(DATA SUPPLIED Opens)
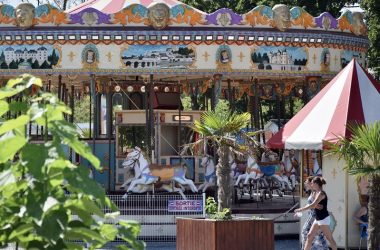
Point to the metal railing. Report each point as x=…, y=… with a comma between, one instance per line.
x=157, y=213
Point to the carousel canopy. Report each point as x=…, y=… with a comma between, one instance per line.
x=352, y=96
x=114, y=6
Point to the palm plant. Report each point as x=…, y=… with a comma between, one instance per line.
x=219, y=128
x=362, y=155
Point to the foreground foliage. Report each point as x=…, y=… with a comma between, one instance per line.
x=35, y=210
x=220, y=129
x=362, y=155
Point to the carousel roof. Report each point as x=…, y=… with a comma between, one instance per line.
x=114, y=6
x=352, y=96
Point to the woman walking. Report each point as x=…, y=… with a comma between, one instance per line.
x=319, y=241
x=322, y=217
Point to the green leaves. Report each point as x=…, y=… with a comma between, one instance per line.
x=34, y=210
x=4, y=107
x=362, y=151
x=10, y=144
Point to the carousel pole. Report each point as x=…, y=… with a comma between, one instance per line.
x=71, y=117
x=109, y=131
x=147, y=134
x=179, y=123
x=151, y=119
x=256, y=108
x=229, y=94
x=233, y=105
x=92, y=89
x=278, y=111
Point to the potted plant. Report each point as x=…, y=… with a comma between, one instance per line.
x=220, y=230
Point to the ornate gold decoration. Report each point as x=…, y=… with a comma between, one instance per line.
x=206, y=55
x=335, y=59
x=58, y=48
x=122, y=49
x=24, y=14
x=158, y=15
x=333, y=172
x=281, y=17
x=109, y=56
x=241, y=56
x=71, y=55
x=314, y=58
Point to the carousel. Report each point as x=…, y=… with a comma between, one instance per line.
x=351, y=97
x=136, y=61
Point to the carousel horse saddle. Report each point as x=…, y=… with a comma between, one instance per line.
x=268, y=168
x=165, y=173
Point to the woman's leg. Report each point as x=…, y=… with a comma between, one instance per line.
x=310, y=236
x=326, y=231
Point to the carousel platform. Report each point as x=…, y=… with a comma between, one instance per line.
x=276, y=204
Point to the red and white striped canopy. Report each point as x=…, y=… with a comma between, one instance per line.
x=352, y=96
x=113, y=6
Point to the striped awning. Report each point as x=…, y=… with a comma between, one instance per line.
x=352, y=96
x=113, y=6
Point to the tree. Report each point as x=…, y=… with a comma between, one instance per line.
x=45, y=65
x=372, y=10
x=82, y=109
x=361, y=153
x=4, y=65
x=53, y=58
x=219, y=127
x=35, y=65
x=35, y=211
x=13, y=65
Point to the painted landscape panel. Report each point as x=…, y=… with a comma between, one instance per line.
x=158, y=56
x=28, y=57
x=279, y=58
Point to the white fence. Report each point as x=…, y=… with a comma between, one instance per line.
x=157, y=213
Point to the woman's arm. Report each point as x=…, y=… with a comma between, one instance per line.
x=315, y=204
x=358, y=214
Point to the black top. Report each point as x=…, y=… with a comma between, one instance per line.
x=320, y=214
x=364, y=217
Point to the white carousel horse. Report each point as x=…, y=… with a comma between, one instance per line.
x=251, y=172
x=142, y=188
x=317, y=170
x=232, y=163
x=146, y=174
x=281, y=177
x=290, y=164
x=210, y=173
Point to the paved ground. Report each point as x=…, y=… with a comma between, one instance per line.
x=279, y=245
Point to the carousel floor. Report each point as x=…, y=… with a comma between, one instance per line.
x=275, y=205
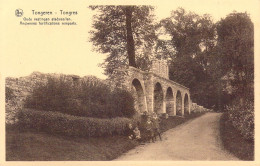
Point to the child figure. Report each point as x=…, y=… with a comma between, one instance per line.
x=156, y=126
x=129, y=131
x=137, y=134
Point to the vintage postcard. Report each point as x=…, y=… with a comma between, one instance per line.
x=133, y=83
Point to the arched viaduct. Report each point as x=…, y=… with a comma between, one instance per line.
x=154, y=92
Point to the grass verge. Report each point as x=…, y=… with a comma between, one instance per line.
x=39, y=146
x=234, y=142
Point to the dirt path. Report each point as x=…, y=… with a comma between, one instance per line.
x=195, y=140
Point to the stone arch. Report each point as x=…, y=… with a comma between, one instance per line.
x=158, y=98
x=169, y=101
x=186, y=104
x=139, y=96
x=178, y=103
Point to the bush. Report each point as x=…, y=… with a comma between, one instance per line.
x=242, y=118
x=59, y=123
x=9, y=94
x=89, y=97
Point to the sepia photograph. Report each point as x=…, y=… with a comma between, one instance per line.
x=97, y=81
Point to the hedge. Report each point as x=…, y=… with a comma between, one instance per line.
x=59, y=123
x=89, y=97
x=242, y=118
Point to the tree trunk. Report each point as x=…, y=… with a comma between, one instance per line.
x=129, y=36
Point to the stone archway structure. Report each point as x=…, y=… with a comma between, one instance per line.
x=155, y=92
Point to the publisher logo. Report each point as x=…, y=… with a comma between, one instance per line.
x=19, y=12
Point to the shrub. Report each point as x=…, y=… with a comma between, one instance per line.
x=9, y=94
x=59, y=123
x=90, y=97
x=242, y=118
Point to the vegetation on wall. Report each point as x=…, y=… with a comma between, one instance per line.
x=89, y=97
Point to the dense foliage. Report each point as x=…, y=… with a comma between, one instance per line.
x=59, y=123
x=9, y=94
x=214, y=60
x=89, y=97
x=125, y=33
x=242, y=118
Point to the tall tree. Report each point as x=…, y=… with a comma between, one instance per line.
x=123, y=32
x=236, y=52
x=193, y=38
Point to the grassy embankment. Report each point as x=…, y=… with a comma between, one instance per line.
x=38, y=146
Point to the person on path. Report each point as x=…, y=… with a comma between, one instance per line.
x=129, y=131
x=137, y=134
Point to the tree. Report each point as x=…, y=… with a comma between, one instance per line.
x=125, y=33
x=236, y=52
x=193, y=38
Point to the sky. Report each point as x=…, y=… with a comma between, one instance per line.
x=66, y=49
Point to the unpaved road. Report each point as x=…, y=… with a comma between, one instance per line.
x=197, y=139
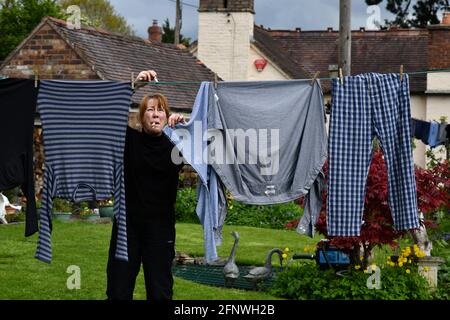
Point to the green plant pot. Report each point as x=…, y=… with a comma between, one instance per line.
x=62, y=216
x=107, y=212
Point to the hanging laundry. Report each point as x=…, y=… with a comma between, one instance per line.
x=365, y=106
x=267, y=145
x=211, y=201
x=17, y=109
x=84, y=126
x=430, y=133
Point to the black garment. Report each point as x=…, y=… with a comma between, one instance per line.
x=17, y=109
x=151, y=181
x=155, y=253
x=151, y=178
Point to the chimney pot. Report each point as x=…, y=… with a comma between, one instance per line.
x=155, y=32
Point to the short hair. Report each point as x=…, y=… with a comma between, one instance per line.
x=162, y=102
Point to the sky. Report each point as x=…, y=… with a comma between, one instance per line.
x=274, y=14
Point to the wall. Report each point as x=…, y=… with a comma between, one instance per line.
x=224, y=43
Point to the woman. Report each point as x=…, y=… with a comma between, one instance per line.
x=151, y=180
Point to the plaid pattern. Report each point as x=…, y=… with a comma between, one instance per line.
x=364, y=106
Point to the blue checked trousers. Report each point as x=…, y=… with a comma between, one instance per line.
x=365, y=106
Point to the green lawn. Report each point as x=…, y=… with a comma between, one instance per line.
x=85, y=244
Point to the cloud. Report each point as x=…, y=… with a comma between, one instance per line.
x=280, y=14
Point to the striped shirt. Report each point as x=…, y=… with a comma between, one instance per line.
x=84, y=126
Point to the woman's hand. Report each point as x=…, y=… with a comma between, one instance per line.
x=174, y=119
x=148, y=75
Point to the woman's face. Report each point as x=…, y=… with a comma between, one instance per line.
x=154, y=118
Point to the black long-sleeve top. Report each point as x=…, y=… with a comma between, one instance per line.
x=151, y=178
x=17, y=110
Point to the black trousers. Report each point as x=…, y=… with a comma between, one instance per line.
x=153, y=246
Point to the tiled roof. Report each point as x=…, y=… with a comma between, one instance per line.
x=115, y=56
x=372, y=51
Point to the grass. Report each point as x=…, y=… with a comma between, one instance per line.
x=85, y=244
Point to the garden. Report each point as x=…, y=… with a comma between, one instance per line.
x=394, y=257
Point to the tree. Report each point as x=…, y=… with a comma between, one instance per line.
x=433, y=185
x=424, y=12
x=169, y=34
x=100, y=14
x=19, y=17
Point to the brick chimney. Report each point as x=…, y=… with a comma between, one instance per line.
x=155, y=32
x=439, y=44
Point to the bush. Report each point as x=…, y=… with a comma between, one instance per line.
x=307, y=282
x=268, y=216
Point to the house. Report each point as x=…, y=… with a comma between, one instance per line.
x=230, y=44
x=56, y=51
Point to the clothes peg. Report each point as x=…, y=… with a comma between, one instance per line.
x=316, y=75
x=341, y=77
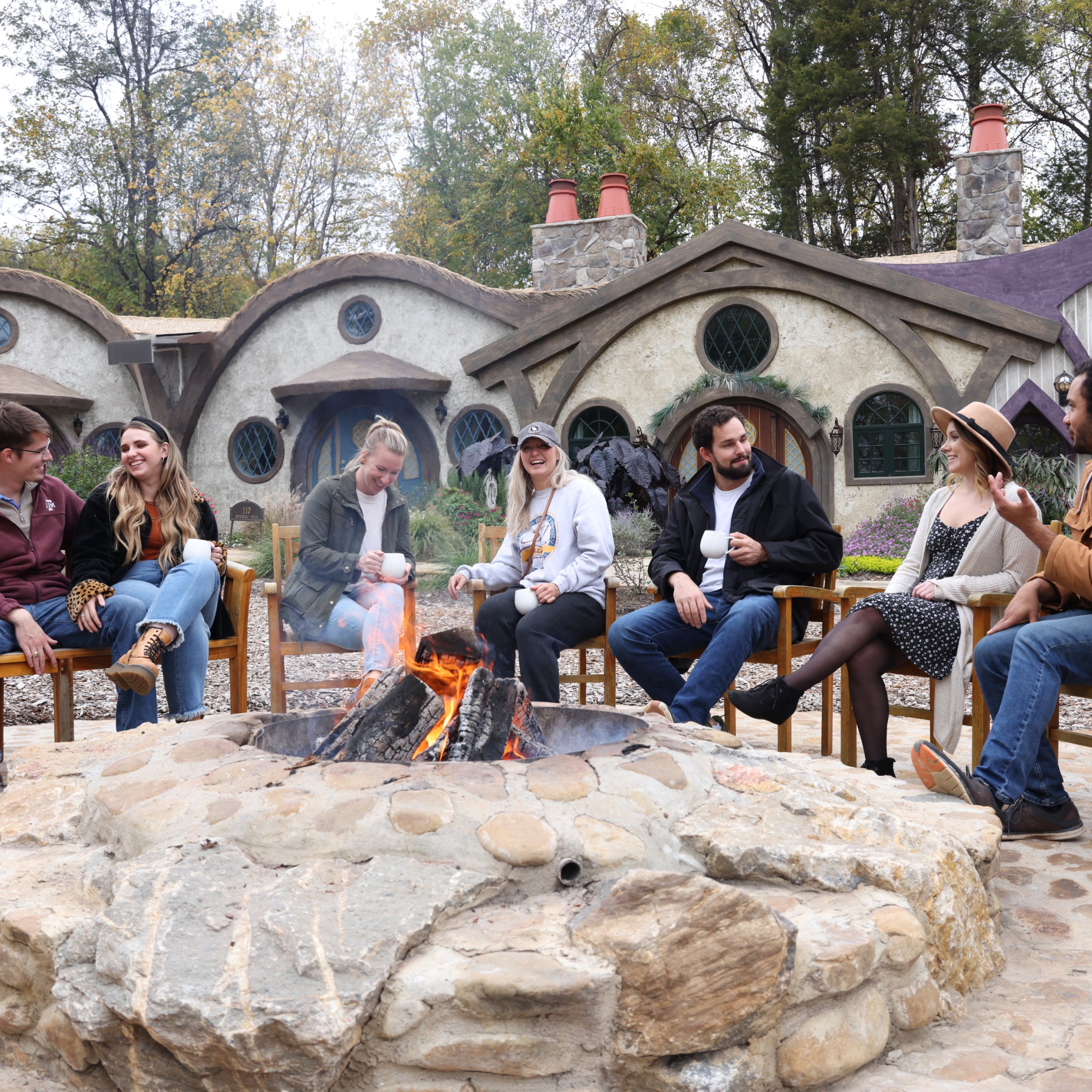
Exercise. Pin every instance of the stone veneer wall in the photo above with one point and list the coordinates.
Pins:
(990, 216)
(577, 254)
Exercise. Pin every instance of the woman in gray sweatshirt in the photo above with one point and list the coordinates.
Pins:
(560, 545)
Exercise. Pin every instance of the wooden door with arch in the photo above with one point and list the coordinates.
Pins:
(767, 430)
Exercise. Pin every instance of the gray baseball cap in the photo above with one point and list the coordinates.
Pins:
(538, 430)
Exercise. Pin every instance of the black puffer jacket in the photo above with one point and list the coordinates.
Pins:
(779, 509)
(99, 558)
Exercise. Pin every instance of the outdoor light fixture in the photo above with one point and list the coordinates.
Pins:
(837, 435)
(1062, 385)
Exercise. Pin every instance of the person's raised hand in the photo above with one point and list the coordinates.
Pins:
(689, 601)
(89, 616)
(33, 640)
(546, 593)
(745, 551)
(1025, 607)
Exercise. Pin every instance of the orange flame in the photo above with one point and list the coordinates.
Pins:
(448, 676)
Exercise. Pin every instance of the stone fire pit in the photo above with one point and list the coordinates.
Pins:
(183, 910)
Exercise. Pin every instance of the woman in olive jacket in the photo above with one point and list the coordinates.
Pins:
(336, 592)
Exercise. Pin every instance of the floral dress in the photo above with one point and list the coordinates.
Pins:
(927, 632)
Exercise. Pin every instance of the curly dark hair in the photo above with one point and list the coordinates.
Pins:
(711, 418)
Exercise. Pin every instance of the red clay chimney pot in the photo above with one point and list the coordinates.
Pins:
(563, 201)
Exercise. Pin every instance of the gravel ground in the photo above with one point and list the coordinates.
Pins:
(30, 700)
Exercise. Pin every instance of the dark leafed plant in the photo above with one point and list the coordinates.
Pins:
(631, 475)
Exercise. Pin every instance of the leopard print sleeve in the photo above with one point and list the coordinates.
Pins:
(83, 593)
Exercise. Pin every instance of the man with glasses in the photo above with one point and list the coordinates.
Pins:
(37, 517)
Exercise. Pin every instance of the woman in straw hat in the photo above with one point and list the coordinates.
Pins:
(961, 547)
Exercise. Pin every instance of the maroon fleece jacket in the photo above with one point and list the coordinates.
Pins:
(34, 571)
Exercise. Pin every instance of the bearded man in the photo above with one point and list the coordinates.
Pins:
(777, 533)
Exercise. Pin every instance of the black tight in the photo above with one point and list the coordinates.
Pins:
(863, 642)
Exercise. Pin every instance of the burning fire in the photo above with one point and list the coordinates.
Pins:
(448, 676)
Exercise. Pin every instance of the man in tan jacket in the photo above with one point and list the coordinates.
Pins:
(1026, 659)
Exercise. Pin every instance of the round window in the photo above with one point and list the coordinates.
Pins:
(593, 424)
(359, 319)
(256, 450)
(473, 426)
(738, 339)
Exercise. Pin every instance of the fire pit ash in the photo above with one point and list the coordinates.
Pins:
(449, 708)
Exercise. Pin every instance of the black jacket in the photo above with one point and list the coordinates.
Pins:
(779, 509)
(99, 558)
(330, 536)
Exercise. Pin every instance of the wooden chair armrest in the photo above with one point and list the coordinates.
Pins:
(990, 600)
(805, 592)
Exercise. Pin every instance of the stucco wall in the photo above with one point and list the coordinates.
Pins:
(54, 344)
(418, 326)
(831, 352)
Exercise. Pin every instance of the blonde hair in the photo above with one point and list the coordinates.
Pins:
(178, 511)
(521, 490)
(986, 462)
(386, 434)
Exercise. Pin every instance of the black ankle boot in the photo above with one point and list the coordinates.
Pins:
(774, 702)
(882, 767)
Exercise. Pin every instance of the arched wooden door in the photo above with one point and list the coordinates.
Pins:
(767, 430)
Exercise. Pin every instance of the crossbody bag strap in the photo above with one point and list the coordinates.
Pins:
(534, 541)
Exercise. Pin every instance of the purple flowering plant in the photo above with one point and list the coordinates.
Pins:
(890, 532)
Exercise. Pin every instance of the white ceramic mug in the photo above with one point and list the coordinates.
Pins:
(526, 600)
(394, 567)
(197, 550)
(714, 544)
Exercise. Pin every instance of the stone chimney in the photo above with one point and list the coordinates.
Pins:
(567, 253)
(990, 217)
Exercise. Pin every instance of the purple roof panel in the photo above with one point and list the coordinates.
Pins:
(1036, 281)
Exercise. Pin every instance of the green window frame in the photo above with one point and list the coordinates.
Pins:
(888, 437)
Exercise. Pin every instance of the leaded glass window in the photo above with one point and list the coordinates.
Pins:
(256, 449)
(888, 437)
(474, 425)
(736, 339)
(592, 424)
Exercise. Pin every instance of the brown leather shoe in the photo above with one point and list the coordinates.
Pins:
(139, 667)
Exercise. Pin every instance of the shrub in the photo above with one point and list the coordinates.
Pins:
(890, 532)
(634, 534)
(285, 509)
(852, 565)
(82, 470)
(432, 533)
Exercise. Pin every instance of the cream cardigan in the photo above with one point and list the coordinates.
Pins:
(1000, 558)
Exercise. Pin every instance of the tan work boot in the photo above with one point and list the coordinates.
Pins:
(139, 667)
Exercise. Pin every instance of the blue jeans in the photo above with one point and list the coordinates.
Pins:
(184, 598)
(119, 618)
(643, 640)
(369, 617)
(1020, 671)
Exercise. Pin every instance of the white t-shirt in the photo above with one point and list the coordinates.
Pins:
(725, 500)
(374, 511)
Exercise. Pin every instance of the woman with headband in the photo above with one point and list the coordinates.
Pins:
(130, 541)
(961, 547)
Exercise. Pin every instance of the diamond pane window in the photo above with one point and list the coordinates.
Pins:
(359, 320)
(738, 339)
(474, 425)
(255, 451)
(888, 437)
(592, 424)
(108, 443)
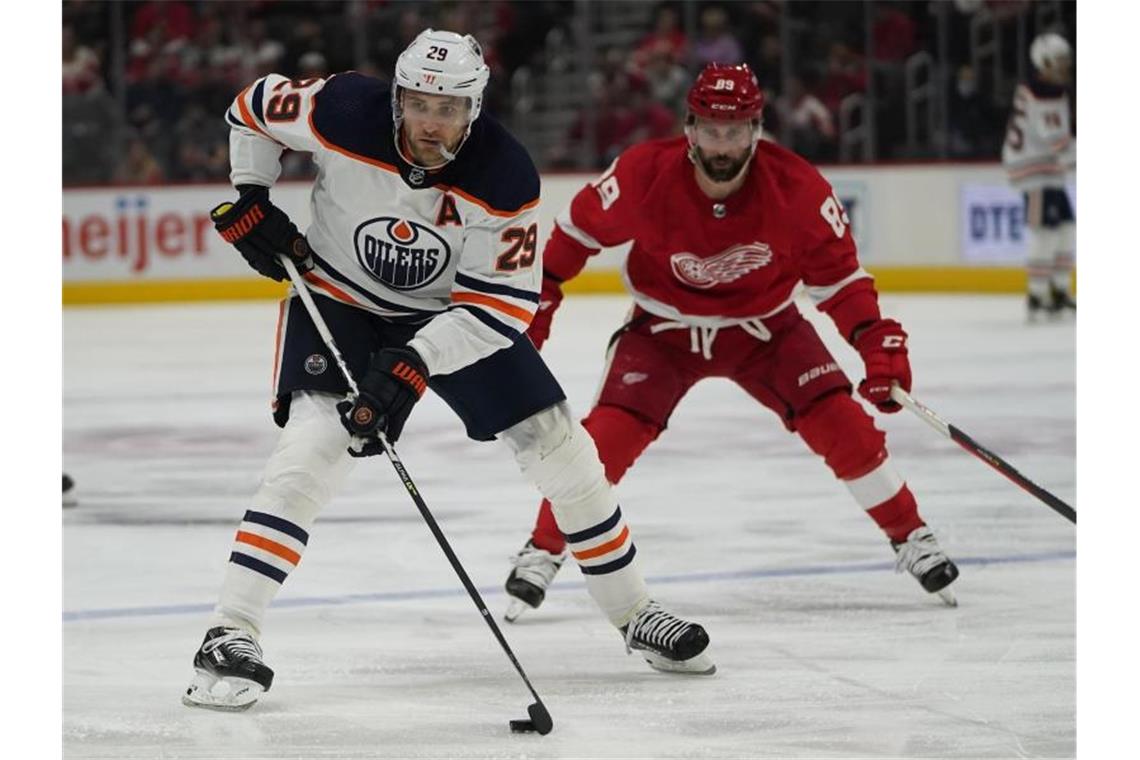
(DATA SUPPLIED Closes)
REQUIRED WORK: Please return all lines above in which the string "purple" is found.

YOUR RESPONSE:
Exercise. Pin every instance of the purple flowering plant in the photo above with one point and list the coordinates.
Exercise. Pin every instance of the purple roof panel in the photo above with one point and list the coordinates.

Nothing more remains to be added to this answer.